## [Teks Bacaan]
Membangun Generasi Rabbani

generasiKHAWATIR BILA MENINGGALKAN GENERASI YANG LEMAH

 

Wahai saudaraku! Apakah kita tidak khawatir dengan lingkungan disekitar kita? Bila satu saat mereka menjadi generasi yang jauh dari Ajaran Islam.Apakah kita tidak risau bila meninggalkan anak-anak dan cucu-cucu kita yang selalu mengikuti keinginan hawa nafsunya, dan jauh dari Al-Qur’an dan Sunnah?

 

Dalam hal ini Allah SWT mengingatkan kepada kita dalam firman-Nya:

وَلْيَخْشَ الَّذِينَ لَوْ تَرَكُوا مِنْ خَلْفِهِمْ ذُرِّيَّةً ضِعَافًا خَافُوا عَلَيْهِمْ فَلْيَتَّقُوا اللَّهَ وَلْيَقُولُوا قَوْلًا سَدِيدًا

“Dan hendaklah takut kepada Allah orang-orang yang seandainya meninggalkan di belakang mereka anak-anak yang lemah, yang mereka khawatir terhadap (kesejahteraan) mereka. Oleh sebab itu hendaklah mereka bertakwa kepada Allah dan hendaklah mereka mengucapkan perkataan yang benar.” (QS. An-Nisaa`: 9)

## [Latihan a]
Tolong pilih setiap baris daftar yang memuat kata "board"; huruf besar dan kecil dibedakan.
Teks dan daftar ini berdiri sendiri dan tidak saling berkaitan.

[Catatan Penunjukan]
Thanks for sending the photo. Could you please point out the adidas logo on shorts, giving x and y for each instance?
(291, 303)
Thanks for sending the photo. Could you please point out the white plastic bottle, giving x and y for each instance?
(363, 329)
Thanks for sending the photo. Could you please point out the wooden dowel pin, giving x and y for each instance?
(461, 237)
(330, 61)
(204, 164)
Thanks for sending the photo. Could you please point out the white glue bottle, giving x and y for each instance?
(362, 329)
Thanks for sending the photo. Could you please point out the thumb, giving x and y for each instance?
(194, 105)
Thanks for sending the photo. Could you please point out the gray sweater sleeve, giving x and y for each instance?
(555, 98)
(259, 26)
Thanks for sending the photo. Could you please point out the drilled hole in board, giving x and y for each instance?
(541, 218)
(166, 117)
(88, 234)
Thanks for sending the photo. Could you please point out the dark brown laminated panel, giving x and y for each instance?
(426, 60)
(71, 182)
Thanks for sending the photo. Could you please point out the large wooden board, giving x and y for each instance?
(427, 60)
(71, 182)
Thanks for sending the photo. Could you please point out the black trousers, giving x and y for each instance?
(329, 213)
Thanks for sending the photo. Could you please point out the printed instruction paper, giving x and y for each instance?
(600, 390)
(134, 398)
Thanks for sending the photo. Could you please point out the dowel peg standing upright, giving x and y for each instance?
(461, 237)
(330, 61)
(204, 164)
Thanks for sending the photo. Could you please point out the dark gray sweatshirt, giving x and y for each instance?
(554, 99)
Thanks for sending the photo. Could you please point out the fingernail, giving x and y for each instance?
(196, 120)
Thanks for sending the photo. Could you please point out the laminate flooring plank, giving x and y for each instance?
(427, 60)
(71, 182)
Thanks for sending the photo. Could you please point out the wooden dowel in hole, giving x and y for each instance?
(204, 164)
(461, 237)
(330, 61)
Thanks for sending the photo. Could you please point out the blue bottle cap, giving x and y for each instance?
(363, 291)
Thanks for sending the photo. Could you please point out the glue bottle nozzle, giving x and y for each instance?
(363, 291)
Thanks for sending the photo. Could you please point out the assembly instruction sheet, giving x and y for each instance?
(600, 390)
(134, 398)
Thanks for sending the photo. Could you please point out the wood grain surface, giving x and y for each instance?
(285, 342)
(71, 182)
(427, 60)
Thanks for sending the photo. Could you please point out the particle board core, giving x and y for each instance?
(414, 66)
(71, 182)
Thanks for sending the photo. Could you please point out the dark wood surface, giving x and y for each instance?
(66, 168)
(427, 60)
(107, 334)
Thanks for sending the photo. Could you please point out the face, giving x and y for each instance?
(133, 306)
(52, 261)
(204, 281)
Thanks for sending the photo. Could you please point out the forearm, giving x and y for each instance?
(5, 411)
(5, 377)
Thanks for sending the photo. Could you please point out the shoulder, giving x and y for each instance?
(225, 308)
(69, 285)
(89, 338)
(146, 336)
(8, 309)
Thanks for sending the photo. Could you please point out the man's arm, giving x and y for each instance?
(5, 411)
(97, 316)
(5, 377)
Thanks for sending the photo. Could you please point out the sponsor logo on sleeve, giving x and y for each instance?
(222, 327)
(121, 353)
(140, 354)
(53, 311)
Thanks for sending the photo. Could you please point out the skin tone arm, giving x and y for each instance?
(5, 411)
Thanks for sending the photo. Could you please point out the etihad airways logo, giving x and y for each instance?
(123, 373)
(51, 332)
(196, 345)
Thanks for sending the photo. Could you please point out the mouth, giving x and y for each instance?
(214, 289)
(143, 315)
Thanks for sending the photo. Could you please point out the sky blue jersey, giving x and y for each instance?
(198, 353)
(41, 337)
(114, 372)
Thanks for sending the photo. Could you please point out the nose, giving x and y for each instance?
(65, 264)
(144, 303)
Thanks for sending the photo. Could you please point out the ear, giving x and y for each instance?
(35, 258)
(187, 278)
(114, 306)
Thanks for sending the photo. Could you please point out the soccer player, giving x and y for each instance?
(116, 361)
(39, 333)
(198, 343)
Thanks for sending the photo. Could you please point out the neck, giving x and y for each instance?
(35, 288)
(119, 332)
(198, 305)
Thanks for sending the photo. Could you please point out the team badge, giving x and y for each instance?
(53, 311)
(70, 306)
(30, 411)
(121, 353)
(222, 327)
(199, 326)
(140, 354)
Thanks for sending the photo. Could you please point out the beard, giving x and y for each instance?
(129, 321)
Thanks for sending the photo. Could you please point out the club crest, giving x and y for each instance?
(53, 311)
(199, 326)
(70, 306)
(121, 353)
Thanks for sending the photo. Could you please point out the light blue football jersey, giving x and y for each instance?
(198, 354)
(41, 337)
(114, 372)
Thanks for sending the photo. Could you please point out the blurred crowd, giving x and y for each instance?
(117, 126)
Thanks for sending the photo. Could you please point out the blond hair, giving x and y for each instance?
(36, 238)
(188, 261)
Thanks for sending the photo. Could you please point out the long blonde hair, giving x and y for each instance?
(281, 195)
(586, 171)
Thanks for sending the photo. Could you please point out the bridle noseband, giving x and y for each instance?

## [Latihan b]
Dalam teks tentang membangun generasi Rabbani, dari surah dan ayat berapa firman Allah yang dikutip?

## [Contoh Jawaban a]
Thanks for sending the photo. Could you please point out the drilled hole in board, giving x and y for each instance?
Thanks for sending the photo. Could you please point out the large wooden board, giving x and y for each instance?
Thanks for sending the photo. Could you please point out the particle board core, giving x and y for each instance?

## [Contoh Jawaban b]
QS. An-Nisaa`: 9.